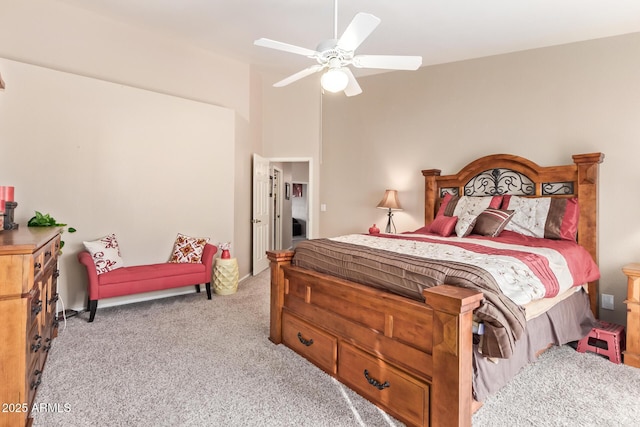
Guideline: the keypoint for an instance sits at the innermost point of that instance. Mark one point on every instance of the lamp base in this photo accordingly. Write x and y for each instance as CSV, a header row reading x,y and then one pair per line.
x,y
390,223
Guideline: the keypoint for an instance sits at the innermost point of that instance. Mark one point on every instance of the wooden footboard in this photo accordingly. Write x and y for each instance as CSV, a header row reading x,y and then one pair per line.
x,y
412,359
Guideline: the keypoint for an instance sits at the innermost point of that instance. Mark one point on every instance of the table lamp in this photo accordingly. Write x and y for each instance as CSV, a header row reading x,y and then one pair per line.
x,y
390,201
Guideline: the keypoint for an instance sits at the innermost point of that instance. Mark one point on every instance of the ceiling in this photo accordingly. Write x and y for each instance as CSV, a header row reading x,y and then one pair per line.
x,y
439,30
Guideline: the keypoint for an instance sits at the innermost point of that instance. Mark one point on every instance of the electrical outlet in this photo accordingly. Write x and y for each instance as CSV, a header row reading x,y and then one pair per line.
x,y
607,301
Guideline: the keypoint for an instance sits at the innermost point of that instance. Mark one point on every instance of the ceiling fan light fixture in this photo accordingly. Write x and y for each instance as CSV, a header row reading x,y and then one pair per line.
x,y
334,80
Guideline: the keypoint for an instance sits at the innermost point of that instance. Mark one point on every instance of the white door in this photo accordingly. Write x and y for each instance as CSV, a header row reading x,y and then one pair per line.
x,y
260,215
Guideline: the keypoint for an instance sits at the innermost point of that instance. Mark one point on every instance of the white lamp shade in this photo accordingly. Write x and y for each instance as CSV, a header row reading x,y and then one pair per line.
x,y
390,201
334,80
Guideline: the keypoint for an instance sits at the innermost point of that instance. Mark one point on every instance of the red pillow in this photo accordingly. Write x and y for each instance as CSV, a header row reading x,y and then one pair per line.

WORK TO BE COMPLETED: Every record must be copied exactly, with the pictures left out.

COMPLETE ANSWER:
Guideline: the keypoint for an instance sits at the innermost point of that instance. Mark one point on every instance of the lamp base in this photo accordingly. Write x and y for each instance as CSV, a header row reading x,y and then one pair per line.
x,y
390,223
Guideline: the keypoint for an instance sits at the innermost point of that instance. Mark one point on every instance of the wooden footboard in this photo accordingly. Write x and y for each instance as CSV, a header row reading x,y and then one pair per line.
x,y
412,359
Guideline: the keypoint for an instance sits at the innermost point of that instance. Mark one point on every instance of the table lamp in this photo accordingly. Write x and y for each instance as CSV, a header row reading x,y and then one pair per line.
x,y
390,201
Guideline: the keypoint for an instance sits at the innermost point of that instance. Mark one point on every instance of the ceiling in this photo accordingly. Write x and y for each instance as CSV, a header row reading x,y and then one pair per line.
x,y
439,30
Guideline: the keypoint for an instance sits at the innermost point of that instance. Mark one point on every instance of the electrical outlet in this photo accordingly. Write x and y for each instance as CSV, a header row reading x,y and then one pair per line.
x,y
607,301
Guideline: the keypoint for an instance sits at the innermost point of that instance. Mark one point on every instance of the ceiling fan light fixture in this photo accordingly. Write x and y for each instance as CSV, a header row reading x,y and then one pair per line.
x,y
334,80
Guideline: the keypoint for an instance sits at the innermost point of that instance. Mark one point on every instance of the white door in this photo accordingly. Write x and y for each instance as CSV, a header row reading x,y and then one pair per line.
x,y
260,215
Guideline: the keypoint for an instance sits at the innermost point of that instance. Mark one point on every instance of the white lamp shade in this photo accordingly. Write x and y for each instance as CSV, a header row reading x,y and then one pair per line.
x,y
390,201
334,80
Guideline: the keypoint for an instance sits at the innermost point of that instance. Mark one point on every instance of the red pillow in this photo accordingly. Write x and y for each instance as CSV, a header row reading x,y and then one pair per line.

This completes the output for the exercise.